• **Task item**
From the records that follow, give the number of lines that include the word "chinese", with no further words.

• **Data records**
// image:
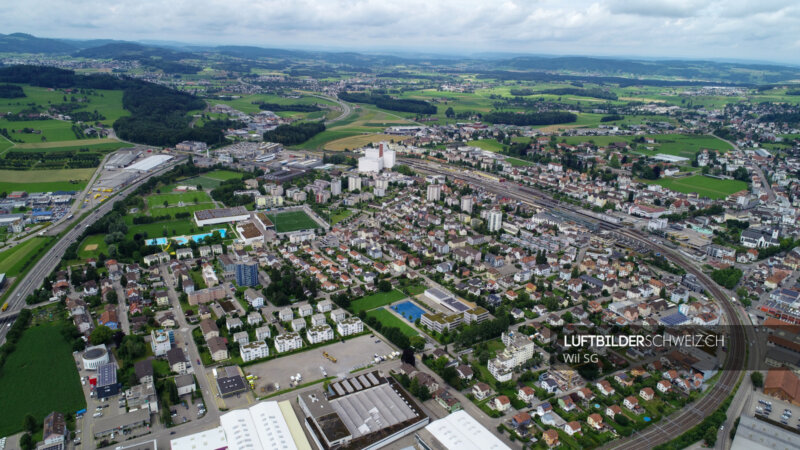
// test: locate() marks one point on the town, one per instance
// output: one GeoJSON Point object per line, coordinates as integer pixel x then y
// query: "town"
{"type": "Point", "coordinates": [336, 277]}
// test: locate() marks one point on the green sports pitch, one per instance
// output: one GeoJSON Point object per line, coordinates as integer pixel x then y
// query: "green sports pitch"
{"type": "Point", "coordinates": [292, 221]}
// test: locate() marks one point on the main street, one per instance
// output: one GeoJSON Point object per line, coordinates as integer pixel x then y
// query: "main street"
{"type": "Point", "coordinates": [686, 418]}
{"type": "Point", "coordinates": [47, 263]}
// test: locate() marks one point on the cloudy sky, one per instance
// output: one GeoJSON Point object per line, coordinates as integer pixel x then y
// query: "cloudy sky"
{"type": "Point", "coordinates": [765, 30]}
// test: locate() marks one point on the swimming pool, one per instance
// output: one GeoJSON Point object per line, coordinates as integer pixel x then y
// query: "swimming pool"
{"type": "Point", "coordinates": [409, 310]}
{"type": "Point", "coordinates": [184, 239]}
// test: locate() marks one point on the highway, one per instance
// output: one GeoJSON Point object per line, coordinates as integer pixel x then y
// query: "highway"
{"type": "Point", "coordinates": [680, 421]}
{"type": "Point", "coordinates": [51, 259]}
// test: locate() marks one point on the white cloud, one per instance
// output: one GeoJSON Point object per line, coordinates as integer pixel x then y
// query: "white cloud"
{"type": "Point", "coordinates": [767, 29]}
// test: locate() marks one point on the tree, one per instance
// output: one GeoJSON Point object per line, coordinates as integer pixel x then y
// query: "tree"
{"type": "Point", "coordinates": [757, 378]}
{"type": "Point", "coordinates": [29, 424]}
{"type": "Point", "coordinates": [101, 335]}
{"type": "Point", "coordinates": [26, 442]}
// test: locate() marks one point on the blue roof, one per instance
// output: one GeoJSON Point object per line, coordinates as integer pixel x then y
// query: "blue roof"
{"type": "Point", "coordinates": [674, 319]}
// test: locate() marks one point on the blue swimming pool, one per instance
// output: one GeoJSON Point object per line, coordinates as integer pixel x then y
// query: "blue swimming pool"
{"type": "Point", "coordinates": [409, 310]}
{"type": "Point", "coordinates": [184, 239]}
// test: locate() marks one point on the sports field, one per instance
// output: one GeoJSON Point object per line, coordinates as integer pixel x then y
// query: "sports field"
{"type": "Point", "coordinates": [39, 377]}
{"type": "Point", "coordinates": [376, 300]}
{"type": "Point", "coordinates": [704, 186]}
{"type": "Point", "coordinates": [388, 319]}
{"type": "Point", "coordinates": [292, 221]}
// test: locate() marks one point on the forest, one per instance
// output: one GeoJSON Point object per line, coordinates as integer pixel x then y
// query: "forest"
{"type": "Point", "coordinates": [540, 118]}
{"type": "Point", "coordinates": [294, 134]}
{"type": "Point", "coordinates": [386, 102]}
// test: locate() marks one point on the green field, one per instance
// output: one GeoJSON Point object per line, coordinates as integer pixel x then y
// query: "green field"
{"type": "Point", "coordinates": [387, 319]}
{"type": "Point", "coordinates": [704, 186]}
{"type": "Point", "coordinates": [46, 180]}
{"type": "Point", "coordinates": [376, 300]}
{"type": "Point", "coordinates": [292, 221]}
{"type": "Point", "coordinates": [157, 200]}
{"type": "Point", "coordinates": [38, 378]}
{"type": "Point", "coordinates": [13, 260]}
{"type": "Point", "coordinates": [487, 144]}
{"type": "Point", "coordinates": [95, 239]}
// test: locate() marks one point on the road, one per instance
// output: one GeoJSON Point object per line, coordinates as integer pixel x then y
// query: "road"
{"type": "Point", "coordinates": [33, 279]}
{"type": "Point", "coordinates": [756, 168]}
{"type": "Point", "coordinates": [686, 418]}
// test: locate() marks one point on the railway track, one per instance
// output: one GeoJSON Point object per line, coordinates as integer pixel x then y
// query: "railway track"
{"type": "Point", "coordinates": [680, 421]}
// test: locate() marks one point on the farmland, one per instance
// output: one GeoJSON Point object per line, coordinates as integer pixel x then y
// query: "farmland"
{"type": "Point", "coordinates": [387, 319]}
{"type": "Point", "coordinates": [17, 259]}
{"type": "Point", "coordinates": [704, 186]}
{"type": "Point", "coordinates": [292, 221]}
{"type": "Point", "coordinates": [46, 180]}
{"type": "Point", "coordinates": [376, 300]}
{"type": "Point", "coordinates": [354, 142]}
{"type": "Point", "coordinates": [39, 377]}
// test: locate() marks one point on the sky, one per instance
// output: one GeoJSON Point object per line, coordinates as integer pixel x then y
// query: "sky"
{"type": "Point", "coordinates": [762, 30]}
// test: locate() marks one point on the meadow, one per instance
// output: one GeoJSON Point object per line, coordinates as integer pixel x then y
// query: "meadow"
{"type": "Point", "coordinates": [39, 377]}
{"type": "Point", "coordinates": [387, 319]}
{"type": "Point", "coordinates": [46, 180]}
{"type": "Point", "coordinates": [13, 261]}
{"type": "Point", "coordinates": [292, 221]}
{"type": "Point", "coordinates": [704, 186]}
{"type": "Point", "coordinates": [376, 300]}
{"type": "Point", "coordinates": [355, 142]}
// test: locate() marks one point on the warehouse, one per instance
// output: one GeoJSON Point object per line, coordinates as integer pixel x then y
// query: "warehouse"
{"type": "Point", "coordinates": [459, 431]}
{"type": "Point", "coordinates": [366, 412]}
{"type": "Point", "coordinates": [221, 215]}
{"type": "Point", "coordinates": [149, 163]}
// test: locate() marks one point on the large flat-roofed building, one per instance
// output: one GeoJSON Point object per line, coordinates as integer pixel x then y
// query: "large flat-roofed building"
{"type": "Point", "coordinates": [117, 424]}
{"type": "Point", "coordinates": [263, 426]}
{"type": "Point", "coordinates": [149, 163]}
{"type": "Point", "coordinates": [368, 411]}
{"type": "Point", "coordinates": [459, 431]}
{"type": "Point", "coordinates": [221, 215]}
{"type": "Point", "coordinates": [107, 384]}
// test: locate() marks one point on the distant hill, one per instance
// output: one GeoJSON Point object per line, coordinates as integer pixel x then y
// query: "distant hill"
{"type": "Point", "coordinates": [26, 43]}
{"type": "Point", "coordinates": [131, 51]}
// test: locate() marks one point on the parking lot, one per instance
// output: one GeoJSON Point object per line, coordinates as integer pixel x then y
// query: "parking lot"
{"type": "Point", "coordinates": [350, 355]}
{"type": "Point", "coordinates": [778, 407]}
{"type": "Point", "coordinates": [183, 414]}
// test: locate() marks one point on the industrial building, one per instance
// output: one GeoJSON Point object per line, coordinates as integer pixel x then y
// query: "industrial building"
{"type": "Point", "coordinates": [377, 159]}
{"type": "Point", "coordinates": [149, 163]}
{"type": "Point", "coordinates": [221, 215]}
{"type": "Point", "coordinates": [458, 431]}
{"type": "Point", "coordinates": [106, 382]}
{"type": "Point", "coordinates": [368, 411]}
{"type": "Point", "coordinates": [265, 425]}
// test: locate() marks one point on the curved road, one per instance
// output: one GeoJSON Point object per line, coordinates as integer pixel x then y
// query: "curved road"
{"type": "Point", "coordinates": [33, 279]}
{"type": "Point", "coordinates": [684, 419]}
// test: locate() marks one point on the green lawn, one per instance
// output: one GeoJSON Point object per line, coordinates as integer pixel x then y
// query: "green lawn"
{"type": "Point", "coordinates": [174, 198]}
{"type": "Point", "coordinates": [95, 239]}
{"type": "Point", "coordinates": [387, 319]}
{"type": "Point", "coordinates": [38, 378]}
{"type": "Point", "coordinates": [13, 261]}
{"type": "Point", "coordinates": [704, 186]}
{"type": "Point", "coordinates": [292, 221]}
{"type": "Point", "coordinates": [376, 300]}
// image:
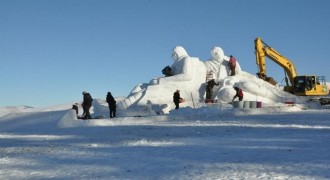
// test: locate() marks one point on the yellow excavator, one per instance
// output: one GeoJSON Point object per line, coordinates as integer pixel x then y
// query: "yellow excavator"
{"type": "Point", "coordinates": [302, 85]}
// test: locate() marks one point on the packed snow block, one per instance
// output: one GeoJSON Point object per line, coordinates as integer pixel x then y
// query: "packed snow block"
{"type": "Point", "coordinates": [238, 104]}
{"type": "Point", "coordinates": [259, 104]}
{"type": "Point", "coordinates": [69, 120]}
{"type": "Point", "coordinates": [253, 104]}
{"type": "Point", "coordinates": [246, 104]}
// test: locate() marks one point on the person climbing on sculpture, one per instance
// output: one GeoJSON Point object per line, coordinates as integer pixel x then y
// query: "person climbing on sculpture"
{"type": "Point", "coordinates": [239, 94]}
{"type": "Point", "coordinates": [177, 99]}
{"type": "Point", "coordinates": [209, 88]}
{"type": "Point", "coordinates": [232, 65]}
{"type": "Point", "coordinates": [112, 105]}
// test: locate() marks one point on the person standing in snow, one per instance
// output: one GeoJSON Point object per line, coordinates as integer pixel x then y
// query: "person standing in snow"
{"type": "Point", "coordinates": [112, 105]}
{"type": "Point", "coordinates": [239, 94]}
{"type": "Point", "coordinates": [177, 98]}
{"type": "Point", "coordinates": [75, 107]}
{"type": "Point", "coordinates": [87, 104]}
{"type": "Point", "coordinates": [209, 88]}
{"type": "Point", "coordinates": [232, 65]}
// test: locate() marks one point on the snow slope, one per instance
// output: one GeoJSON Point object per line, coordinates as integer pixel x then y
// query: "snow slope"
{"type": "Point", "coordinates": [218, 142]}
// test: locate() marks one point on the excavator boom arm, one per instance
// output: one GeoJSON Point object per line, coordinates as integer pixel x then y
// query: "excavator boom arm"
{"type": "Point", "coordinates": [263, 51]}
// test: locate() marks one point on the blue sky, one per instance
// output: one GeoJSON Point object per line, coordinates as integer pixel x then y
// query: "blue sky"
{"type": "Point", "coordinates": [52, 50]}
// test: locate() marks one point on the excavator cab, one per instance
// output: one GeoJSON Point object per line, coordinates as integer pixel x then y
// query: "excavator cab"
{"type": "Point", "coordinates": [299, 85]}
{"type": "Point", "coordinates": [310, 86]}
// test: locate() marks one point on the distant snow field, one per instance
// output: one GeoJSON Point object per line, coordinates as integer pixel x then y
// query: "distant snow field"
{"type": "Point", "coordinates": [210, 142]}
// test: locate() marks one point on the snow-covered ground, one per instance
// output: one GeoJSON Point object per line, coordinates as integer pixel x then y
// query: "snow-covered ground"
{"type": "Point", "coordinates": [216, 142]}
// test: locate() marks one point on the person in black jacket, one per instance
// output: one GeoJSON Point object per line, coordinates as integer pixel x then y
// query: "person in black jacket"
{"type": "Point", "coordinates": [112, 105]}
{"type": "Point", "coordinates": [176, 98]}
{"type": "Point", "coordinates": [87, 104]}
{"type": "Point", "coordinates": [209, 88]}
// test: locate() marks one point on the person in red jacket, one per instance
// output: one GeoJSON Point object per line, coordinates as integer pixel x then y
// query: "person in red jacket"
{"type": "Point", "coordinates": [239, 94]}
{"type": "Point", "coordinates": [177, 98]}
{"type": "Point", "coordinates": [232, 65]}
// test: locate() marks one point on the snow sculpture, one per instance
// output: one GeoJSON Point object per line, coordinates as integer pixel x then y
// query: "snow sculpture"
{"type": "Point", "coordinates": [254, 88]}
{"type": "Point", "coordinates": [188, 76]}
{"type": "Point", "coordinates": [219, 64]}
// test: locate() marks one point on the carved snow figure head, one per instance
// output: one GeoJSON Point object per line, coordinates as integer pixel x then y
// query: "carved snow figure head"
{"type": "Point", "coordinates": [178, 53]}
{"type": "Point", "coordinates": [217, 53]}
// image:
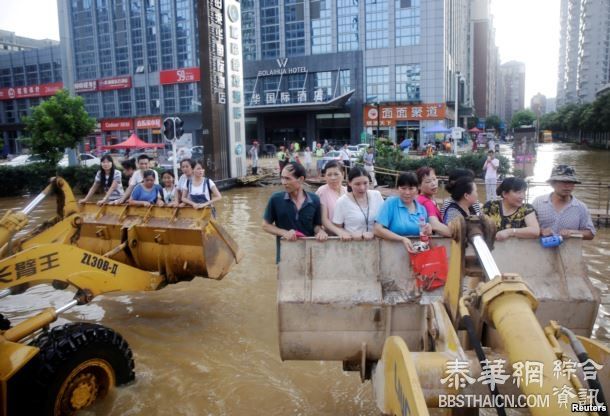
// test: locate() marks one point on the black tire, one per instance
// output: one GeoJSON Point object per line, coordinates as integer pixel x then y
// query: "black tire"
{"type": "Point", "coordinates": [77, 364]}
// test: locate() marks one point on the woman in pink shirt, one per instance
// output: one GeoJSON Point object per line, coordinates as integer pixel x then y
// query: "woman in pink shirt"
{"type": "Point", "coordinates": [428, 187]}
{"type": "Point", "coordinates": [329, 193]}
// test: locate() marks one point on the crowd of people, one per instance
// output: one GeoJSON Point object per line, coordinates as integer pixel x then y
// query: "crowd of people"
{"type": "Point", "coordinates": [358, 212]}
{"type": "Point", "coordinates": [193, 188]}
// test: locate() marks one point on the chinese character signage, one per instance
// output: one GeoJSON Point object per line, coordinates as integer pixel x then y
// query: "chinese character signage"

• **Result of the exercise**
2